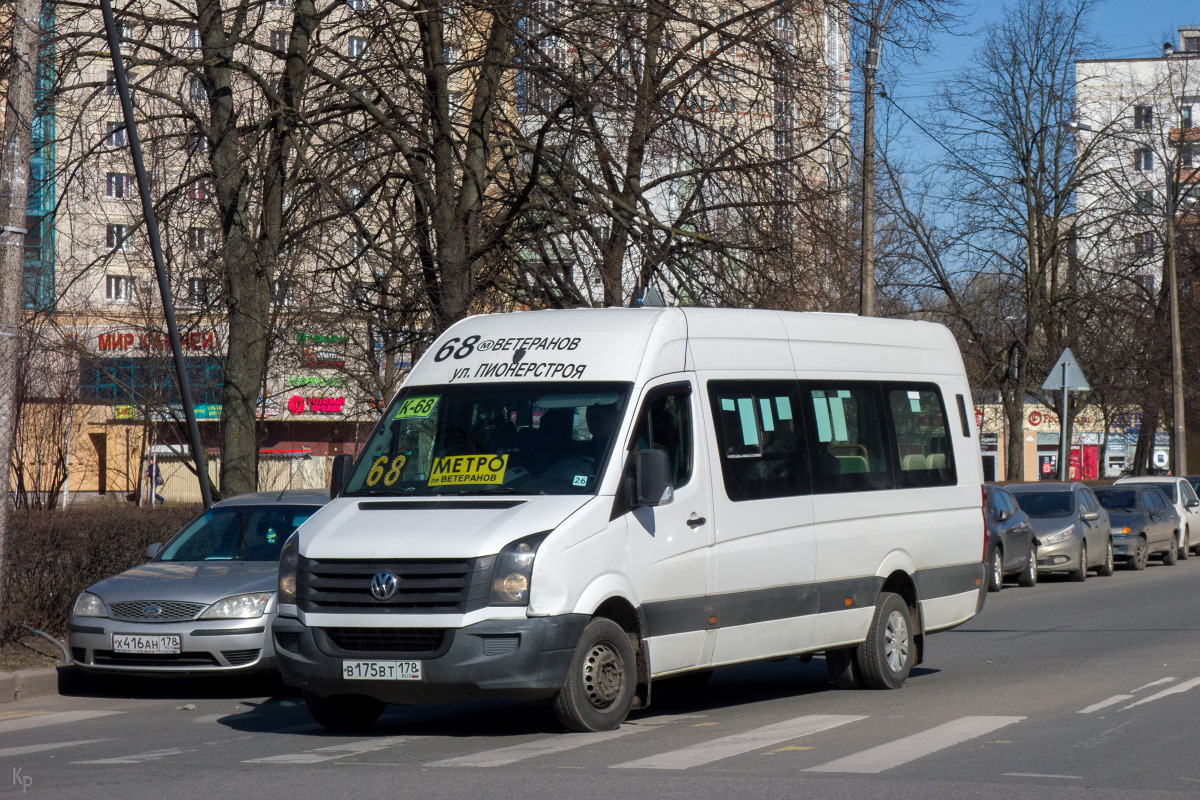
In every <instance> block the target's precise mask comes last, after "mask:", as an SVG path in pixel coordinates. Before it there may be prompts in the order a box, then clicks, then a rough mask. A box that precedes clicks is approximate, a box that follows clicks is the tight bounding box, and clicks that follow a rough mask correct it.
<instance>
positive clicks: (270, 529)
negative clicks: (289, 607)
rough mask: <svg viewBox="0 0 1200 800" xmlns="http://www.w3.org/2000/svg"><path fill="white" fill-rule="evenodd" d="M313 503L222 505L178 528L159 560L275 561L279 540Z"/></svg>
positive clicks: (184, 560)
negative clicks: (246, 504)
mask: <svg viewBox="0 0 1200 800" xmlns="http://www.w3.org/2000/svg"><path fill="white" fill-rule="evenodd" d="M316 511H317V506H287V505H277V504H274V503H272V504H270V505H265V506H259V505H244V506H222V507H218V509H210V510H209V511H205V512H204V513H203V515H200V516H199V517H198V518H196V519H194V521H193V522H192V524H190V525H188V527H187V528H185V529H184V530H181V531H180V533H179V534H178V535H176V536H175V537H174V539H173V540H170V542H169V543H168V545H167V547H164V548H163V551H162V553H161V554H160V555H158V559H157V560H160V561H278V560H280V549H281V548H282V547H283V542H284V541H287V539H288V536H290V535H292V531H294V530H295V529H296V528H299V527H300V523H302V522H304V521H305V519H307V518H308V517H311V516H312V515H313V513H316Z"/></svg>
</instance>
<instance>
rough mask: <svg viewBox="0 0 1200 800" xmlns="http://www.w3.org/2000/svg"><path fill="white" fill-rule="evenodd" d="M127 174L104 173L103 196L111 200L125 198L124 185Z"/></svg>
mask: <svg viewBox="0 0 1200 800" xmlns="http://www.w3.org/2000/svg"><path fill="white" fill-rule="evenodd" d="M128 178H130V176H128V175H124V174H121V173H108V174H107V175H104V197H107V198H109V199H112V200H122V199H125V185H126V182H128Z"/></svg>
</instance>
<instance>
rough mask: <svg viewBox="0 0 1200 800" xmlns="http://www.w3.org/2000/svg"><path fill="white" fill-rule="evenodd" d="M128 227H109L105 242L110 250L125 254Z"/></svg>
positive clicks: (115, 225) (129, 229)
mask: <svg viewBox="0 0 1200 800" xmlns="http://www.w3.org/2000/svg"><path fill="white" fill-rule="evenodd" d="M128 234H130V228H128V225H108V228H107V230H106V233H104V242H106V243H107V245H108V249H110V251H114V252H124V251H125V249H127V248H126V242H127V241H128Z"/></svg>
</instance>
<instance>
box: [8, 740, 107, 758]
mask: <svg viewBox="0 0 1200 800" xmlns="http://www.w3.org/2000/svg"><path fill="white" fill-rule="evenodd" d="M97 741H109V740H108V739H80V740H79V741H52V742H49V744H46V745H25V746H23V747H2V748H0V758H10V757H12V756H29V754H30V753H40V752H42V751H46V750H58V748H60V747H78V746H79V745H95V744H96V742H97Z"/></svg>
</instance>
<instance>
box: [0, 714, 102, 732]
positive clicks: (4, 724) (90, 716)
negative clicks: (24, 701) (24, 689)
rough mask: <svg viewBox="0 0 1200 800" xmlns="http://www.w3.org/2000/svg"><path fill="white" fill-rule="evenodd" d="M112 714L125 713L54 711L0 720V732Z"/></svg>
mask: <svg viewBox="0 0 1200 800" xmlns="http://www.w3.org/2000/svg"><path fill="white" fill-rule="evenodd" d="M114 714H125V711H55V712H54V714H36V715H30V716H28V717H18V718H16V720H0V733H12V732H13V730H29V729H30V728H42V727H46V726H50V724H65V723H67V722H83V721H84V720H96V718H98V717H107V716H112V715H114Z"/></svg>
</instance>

::::::

§ YOUR TASK
Once you reach the line containing "positive clicks: (4, 724) (90, 716)", transcribe it and each line after it through the end of the material, exactly and with nothing added.

§ REPLY
positive clicks: (4, 724) (90, 716)
negative clicks: (24, 701) (24, 689)
rough mask: <svg viewBox="0 0 1200 800" xmlns="http://www.w3.org/2000/svg"><path fill="white" fill-rule="evenodd" d="M112 714L125 713L54 711L0 720V732Z"/></svg>
mask: <svg viewBox="0 0 1200 800" xmlns="http://www.w3.org/2000/svg"><path fill="white" fill-rule="evenodd" d="M114 714H125V711H55V712H54V714H36V715H30V716H28V717H18V718H16V720H0V733H12V732H13V730H29V729H30V728H42V727H46V726H50V724H65V723H67V722H83V721H84V720H96V718H98V717H107V716H112V715H114Z"/></svg>
</instance>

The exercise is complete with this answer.